I wish I had a dollar for every hour people have wasted trying to do nonlinear parameter estimation with R.

Here is the solution to your problem together with the estimated std devs calculated by the delta method and plot of solution is above.

y0 85.557909  3.0989e-01

a1 125.20943 1.3766e+01

a2 1394.155 4.4952e+03

b1 0.062640298 4.1774e-03

b2 0.43392314 2.9936e-01

I used the same AD Model Builder code as I posted there, but modified slightly for your problem. As I stated there this is a general technique for attacking these sorts of problems.

How to choose initial values for nonlinear least squares fit

This is the AD Model Builder code for your problem.

DATA_SECTION
  init_int n
  int mid
 !! mid=75;
  init_matrix data(1,n,1,3)
  vector t(1,n)
  vector P(1,n)
 !! t=column(data,2);
 !! P=column(data,3);   //use column 3
  number tmax
  number Pmax
 !! tmax=max(t);
 !! Pmax=max(P);
 !! t/=tmax;
 !! P/=Pmax;

PARAMETER_SECTION
  init_number L1(3)     //(3) means estimate in phase 3
  init_number Lmid(3)
  init_number Ln(3)

  vector L(1,3)
  init_number log_b1       // estimate in phase 1
  init_number log_diff    // estimate in phase 2 
  sdreport_number b1
  sdreport_number b2
  matrix M(1,3,1,3);
  objective_function_value f
  sdreport_vector v(1,3)
  sdreport_number real_y0
  sdreport_number real_a1
  sdreport_number real_a2
  sdreport_number real_b1
  sdreport_number real_b2
  vector pred(1,n);
PROCEDURE_SECTION
  L(1)=L1;
  L(2)=Lmid;
  L(3)=Ln;
  b1=exp(log_b1);    // this parameterization ensures that b1<b2
  b2=b1+exp(log_diff);  
  M(1,1)=exp(-b1*t(1));
  M(1,2)=exp(-b2*t(1));
  M(1,3)=1;
  M(2,1)=exp(-b1*t(mid));
  M(2,2)=exp(-b2*t(mid));
  M(2,3)=1;
  M(3,1)=exp(-b1*t(n));
  M(3,2)=exp(-b2*t(n));
  M(3,3)=1;

  v=solve(M,L);  // solve for standard parameters 
                 // v is vector corresponding to the parameters b_1 b_2 P_0

  pred=v(3)-v(1)*exp(-b1*t)-v(2)*exp(-b2*t);
  if (current_phase()<4)
    f+=norm2(P-pred);
  else   // use concentrated likelihood so that Hessian is correct
    f+=0.5*n*log(norm2(P-pred)); //concentrated likelihood

  real_y0=v(3)*Pmax;
  real_a1=v(1)*Pmax;
  real_a2=v(2)*Pmax;
  real_b1=b1/tmax;
  real_b2=b2/tmax;

REPORT_SECTION
  dvar_matrix tmp(1,2,1,n);
  dvar_vector real_t=t*tmax;
  dvar_vector real_pred=real_y0-real_a1*exp(-real_b1*real_t)

## Data excerpts
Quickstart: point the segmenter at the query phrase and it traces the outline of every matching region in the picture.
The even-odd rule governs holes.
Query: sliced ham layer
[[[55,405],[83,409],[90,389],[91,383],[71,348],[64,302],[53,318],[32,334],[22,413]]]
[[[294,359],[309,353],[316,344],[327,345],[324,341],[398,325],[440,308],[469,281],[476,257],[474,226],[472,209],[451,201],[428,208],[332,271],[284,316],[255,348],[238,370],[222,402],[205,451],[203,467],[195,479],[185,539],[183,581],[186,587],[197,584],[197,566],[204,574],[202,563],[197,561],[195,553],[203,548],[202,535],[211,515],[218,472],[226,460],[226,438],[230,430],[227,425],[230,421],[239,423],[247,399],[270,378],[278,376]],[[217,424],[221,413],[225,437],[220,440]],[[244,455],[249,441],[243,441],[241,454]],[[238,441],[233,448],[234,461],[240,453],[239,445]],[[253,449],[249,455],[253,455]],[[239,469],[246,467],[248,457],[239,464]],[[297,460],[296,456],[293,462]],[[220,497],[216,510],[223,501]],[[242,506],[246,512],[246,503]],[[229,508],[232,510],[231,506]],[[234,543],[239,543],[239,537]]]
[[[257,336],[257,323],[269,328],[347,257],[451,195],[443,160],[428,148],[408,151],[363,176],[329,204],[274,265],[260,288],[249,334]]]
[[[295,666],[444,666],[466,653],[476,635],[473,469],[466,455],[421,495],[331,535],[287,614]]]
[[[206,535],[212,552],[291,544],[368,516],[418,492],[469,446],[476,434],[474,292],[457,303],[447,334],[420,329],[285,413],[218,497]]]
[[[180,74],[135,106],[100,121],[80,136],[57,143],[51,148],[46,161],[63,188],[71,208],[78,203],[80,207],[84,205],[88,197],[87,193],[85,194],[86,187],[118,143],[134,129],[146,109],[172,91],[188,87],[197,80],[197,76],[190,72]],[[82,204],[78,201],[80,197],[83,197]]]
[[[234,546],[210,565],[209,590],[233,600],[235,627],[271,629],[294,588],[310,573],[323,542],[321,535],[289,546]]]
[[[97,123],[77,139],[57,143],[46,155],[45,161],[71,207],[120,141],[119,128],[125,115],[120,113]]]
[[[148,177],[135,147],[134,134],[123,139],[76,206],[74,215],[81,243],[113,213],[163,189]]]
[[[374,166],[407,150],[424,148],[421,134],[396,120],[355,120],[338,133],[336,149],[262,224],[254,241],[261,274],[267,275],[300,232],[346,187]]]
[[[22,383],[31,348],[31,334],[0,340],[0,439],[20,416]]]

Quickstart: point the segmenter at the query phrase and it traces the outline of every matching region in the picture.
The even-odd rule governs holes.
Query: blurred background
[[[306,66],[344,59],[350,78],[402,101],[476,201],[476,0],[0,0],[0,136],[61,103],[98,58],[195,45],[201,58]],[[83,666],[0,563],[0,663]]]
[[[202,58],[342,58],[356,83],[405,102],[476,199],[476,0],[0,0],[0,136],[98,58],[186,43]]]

## Requests
A) Answer these questions about the post on nonlinear parameter estimation:
(i) What estimate does the post report for y0?
(ii) To what value is mid set in the code?
(iii) According to the code comments, in which phase is log_b1 estimated?
B) Quote the post on nonlinear parameter estimation from "This is the" up to and including "vector P(1,n)".

## Full answers
A)
(i) 85.557909
(ii) 75
(iii) Phase 1

B)
This is the AD Model Builder code for your problem.

DATA_SECTION
  init_int n
  int mid
 !! mid=75;
  init_matrix data(1,n,1,3)
  vector t(1,n)
  vector P(1,n)